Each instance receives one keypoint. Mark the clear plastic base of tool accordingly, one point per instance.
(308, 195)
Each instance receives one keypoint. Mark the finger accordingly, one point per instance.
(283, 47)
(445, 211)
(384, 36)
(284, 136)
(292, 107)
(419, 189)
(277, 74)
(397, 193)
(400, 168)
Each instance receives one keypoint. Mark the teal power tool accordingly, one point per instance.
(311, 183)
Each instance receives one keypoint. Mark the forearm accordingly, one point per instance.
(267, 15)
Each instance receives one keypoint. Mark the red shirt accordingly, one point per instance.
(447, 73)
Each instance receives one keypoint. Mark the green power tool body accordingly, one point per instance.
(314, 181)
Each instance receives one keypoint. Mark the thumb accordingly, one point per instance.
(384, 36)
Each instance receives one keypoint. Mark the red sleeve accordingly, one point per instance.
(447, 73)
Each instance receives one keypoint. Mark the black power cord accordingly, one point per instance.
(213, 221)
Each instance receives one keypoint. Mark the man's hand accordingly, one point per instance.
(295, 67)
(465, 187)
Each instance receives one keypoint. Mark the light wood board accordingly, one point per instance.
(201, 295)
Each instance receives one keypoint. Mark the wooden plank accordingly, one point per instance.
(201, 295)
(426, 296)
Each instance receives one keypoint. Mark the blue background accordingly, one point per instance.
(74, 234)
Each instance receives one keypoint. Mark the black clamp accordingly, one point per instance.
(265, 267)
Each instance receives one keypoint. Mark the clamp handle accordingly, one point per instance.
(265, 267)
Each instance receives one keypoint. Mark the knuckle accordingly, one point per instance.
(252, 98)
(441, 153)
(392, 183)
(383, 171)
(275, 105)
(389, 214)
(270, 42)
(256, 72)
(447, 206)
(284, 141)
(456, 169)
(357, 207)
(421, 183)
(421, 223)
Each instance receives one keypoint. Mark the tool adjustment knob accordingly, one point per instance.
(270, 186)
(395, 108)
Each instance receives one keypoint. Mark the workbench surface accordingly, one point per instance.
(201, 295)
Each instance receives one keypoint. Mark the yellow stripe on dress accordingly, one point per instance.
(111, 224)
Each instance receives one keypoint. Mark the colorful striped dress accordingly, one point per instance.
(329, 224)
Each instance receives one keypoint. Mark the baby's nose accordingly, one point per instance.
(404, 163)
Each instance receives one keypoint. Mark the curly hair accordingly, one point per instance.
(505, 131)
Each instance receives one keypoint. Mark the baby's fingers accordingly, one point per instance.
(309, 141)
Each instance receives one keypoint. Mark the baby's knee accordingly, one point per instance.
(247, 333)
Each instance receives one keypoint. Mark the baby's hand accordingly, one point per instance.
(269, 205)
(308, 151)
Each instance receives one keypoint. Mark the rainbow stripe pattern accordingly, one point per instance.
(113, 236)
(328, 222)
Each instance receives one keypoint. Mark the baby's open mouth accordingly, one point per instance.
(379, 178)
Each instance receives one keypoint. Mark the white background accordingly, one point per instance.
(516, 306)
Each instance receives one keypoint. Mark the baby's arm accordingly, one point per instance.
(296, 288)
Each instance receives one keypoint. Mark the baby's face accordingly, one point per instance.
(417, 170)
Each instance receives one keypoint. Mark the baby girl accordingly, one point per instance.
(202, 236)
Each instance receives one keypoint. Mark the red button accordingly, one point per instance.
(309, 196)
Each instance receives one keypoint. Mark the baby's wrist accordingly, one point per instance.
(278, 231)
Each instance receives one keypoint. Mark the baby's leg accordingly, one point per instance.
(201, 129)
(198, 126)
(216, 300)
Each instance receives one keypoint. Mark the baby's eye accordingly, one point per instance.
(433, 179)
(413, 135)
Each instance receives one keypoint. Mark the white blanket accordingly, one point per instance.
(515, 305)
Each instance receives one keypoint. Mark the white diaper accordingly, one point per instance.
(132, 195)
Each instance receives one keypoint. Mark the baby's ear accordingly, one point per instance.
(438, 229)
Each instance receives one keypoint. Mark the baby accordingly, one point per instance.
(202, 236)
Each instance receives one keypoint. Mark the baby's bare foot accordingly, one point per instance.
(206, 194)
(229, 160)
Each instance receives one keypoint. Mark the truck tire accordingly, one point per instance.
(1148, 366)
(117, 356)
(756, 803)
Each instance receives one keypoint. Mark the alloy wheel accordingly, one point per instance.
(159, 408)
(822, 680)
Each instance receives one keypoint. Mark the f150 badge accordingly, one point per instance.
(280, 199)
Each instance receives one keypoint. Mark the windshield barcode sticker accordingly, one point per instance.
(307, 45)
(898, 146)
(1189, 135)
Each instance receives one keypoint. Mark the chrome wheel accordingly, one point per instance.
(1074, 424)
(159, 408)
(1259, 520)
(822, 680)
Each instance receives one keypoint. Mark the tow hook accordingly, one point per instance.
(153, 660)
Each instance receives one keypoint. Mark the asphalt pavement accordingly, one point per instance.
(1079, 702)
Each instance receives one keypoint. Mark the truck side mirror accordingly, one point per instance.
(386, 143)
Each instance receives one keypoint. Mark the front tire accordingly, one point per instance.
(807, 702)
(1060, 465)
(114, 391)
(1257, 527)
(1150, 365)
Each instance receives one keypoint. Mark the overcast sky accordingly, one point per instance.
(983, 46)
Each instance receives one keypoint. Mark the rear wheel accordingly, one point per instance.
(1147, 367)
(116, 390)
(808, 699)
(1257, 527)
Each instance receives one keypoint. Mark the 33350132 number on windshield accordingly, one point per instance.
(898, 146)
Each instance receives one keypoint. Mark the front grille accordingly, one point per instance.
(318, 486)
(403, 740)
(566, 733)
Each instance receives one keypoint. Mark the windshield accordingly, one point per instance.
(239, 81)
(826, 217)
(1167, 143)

**EXERCISE AIM**
Using the data above, repeat every line exactly.

**OUTPUT OF THE EXERCISE**
Each instance receives one keypoint. Mark the clear plastic base of tool accordingly, one point per instance.
(308, 195)
Each instance receives one keypoint. Mark the finger accordingly, one point per instance.
(283, 47)
(445, 211)
(384, 36)
(284, 136)
(292, 107)
(419, 189)
(277, 74)
(397, 193)
(400, 168)
Each instance receives one keypoint. Mark the teal power tool accordingly, one point per instance.
(311, 183)
Each instance receives one keypoint. Mark the forearm accordingly, one point per instance.
(267, 15)
Each instance receives one keypoint. Mark the red shirt accordingly, one point per instance.
(447, 73)
Each instance receives one keypoint. Mark the green power tool body accordingly, one point per instance.
(314, 181)
Each instance receives one keypoint. Mark the thumb accordingly, one point per instance.
(384, 36)
Each instance receives one keypoint. Mark the red sleeve accordingly, one point per instance.
(447, 73)
Each instance receives one keypoint. Mark the black power cord accordingly, one point per instance.
(213, 221)
Each instance receives one keypoint. Mark the man's hand accordingly, one point per instance.
(295, 67)
(465, 187)
Each instance receives one keypoint. Mark the light wood board accordingly, one point per instance.
(201, 295)
Each instance receives one keypoint. Mark the wooden plank accordingly, one point per instance.
(201, 295)
(426, 296)
Each instance receives one keypoint. Mark the blue background accordingly, one point per instance.
(74, 234)
Each instance receives one keypoint. Mark the black clamp accordingly, one point per instance.
(265, 267)
Each instance receives one keypoint. Mark the clamp handle accordingly, one point per instance.
(265, 267)
Each instance receives one keypoint. Mark the knuckle accordingly, one point per instance.
(252, 98)
(441, 153)
(392, 183)
(383, 171)
(275, 105)
(389, 214)
(270, 42)
(256, 72)
(447, 206)
(284, 141)
(456, 169)
(357, 207)
(421, 183)
(421, 223)
Each instance receives one keypoint. Mark the tool adjustment knob accordingly, one point per instance.
(270, 186)
(395, 108)
Each instance receives one keypoint. Mark the workbench surface accordingly, one point per instance.
(201, 295)
Each instance receives one keypoint. Mark the yellow stripe on dress accordingly, one point per instance.
(111, 224)
Each instance receives one keypoint. Mark the colorful striped dress accordingly, one point per instance.
(329, 224)
Each instance receives one keypoint. Mark the baby's nose accordingly, one point per instance.
(404, 163)
Each instance receives one keypoint. Mark the curly hair accordingly, one point per instance.
(505, 131)
Each instance receives one keypoint. Mark the baby's fingers accordingly, one point per instance.
(309, 141)
Each instance receives one keypoint. Mark the baby's knee accordingly, one point per instance.
(247, 333)
Each instance receives one keypoint. Mark the baby's hand accordingly, one point per instance.
(269, 205)
(308, 151)
Each instance receives one keypoint. Mark the rainbow stripe pattern accordingly, one point per instance.
(113, 236)
(328, 222)
Each instance receives one keypoint. Mark the baby's open mouth accordingly, one point per instance.
(379, 178)
Each instance receives one keypoint. Mark the white background accordingly, one point per instance.
(516, 306)
Each instance receives one keypoint. Mark the baby's arm accordingly, one point per instance.
(296, 288)
Each instance receives one keypoint. Mark the baby's face accordingly, one point per instance.
(417, 170)
Each instance receives one keypoint. Mark the baby girl accordingly, one point per instance.
(202, 236)
Each instance receives one keypoint. Mark the red button accordingly, one point per instance.
(309, 196)
Each instance receives one keypoint. Mark the baby's wrist accordingly, one point per instance.
(278, 231)
Each instance receives one keypoint. Mark the baby's leg accordingly, one point per instance.
(201, 129)
(198, 126)
(216, 300)
Each instance receives one keypoint. Mark the baby's eye accordingly, one point per instance.
(433, 179)
(413, 135)
Each instance receives one keypoint. Mark the white blanket accordingly, one point per instance.
(515, 305)
Each instance receives one keypoint. Mark the white diaper accordingly, one point per instance.
(132, 195)
Each instance receives one keypoint. Mark the baby's ear accordingly, one point per instance.
(438, 229)
Each instance receives one keypoint. Mark the baby accordingly, one point per instance.
(202, 236)
Each instance receives one keypoint. Mark the baby's bare foot accordingly, one point per instance.
(206, 194)
(229, 160)
Each instance receives one keypoint. Mark the truck tire accordingly, one point per instance.
(1148, 366)
(117, 356)
(756, 803)
Each instance receives one keypoint. Mark the alloy wheel accordingly, one point per instance.
(159, 408)
(822, 680)
Each instance receives one keypoint. Mark the f150 badge accordingly, one point per instance.
(280, 199)
Each instance receives one keypoint. Mark the windshield barcode sticker accordingly, one point per instance.
(307, 45)
(898, 146)
(1189, 135)
Each instance receives one keypoint. Mark the chrome wheel accordingly, one point per instance.
(1074, 424)
(159, 408)
(1259, 520)
(822, 680)
Each instance receives one keypoint. Mark the tow hook accordingly, one point per instance.
(153, 660)
Each instance receives one keypoint. Mark the asphalt pavement accordingly, one point per instance.
(1079, 702)
Each instance receives one keypoint. Mark the truck side mirror accordingly, one point per instance.
(386, 143)
Each instance receives one keypoint. Mark the front tire accordingly, one point per instance.
(807, 702)
(1060, 465)
(114, 391)
(1257, 527)
(1150, 365)
Each instance receives one keypoint. Mark the overcast sky accordingly, one point per instance.
(983, 46)
Each instance receives one keypoint. Mark the rear wheel accordingly, one point per instance.
(1147, 367)
(116, 390)
(808, 699)
(1257, 527)
Each instance receives one keypoint. Mark the 33350132 number on windshield accordingly, one point per instance.
(898, 146)
Each instance receives one keypoint. Mark the front grille accordingly, one point per instance.
(318, 486)
(403, 740)
(566, 733)
Each instance receives one keypoint. Mark the windshield accordingly, one point per instance.
(239, 81)
(826, 217)
(1167, 143)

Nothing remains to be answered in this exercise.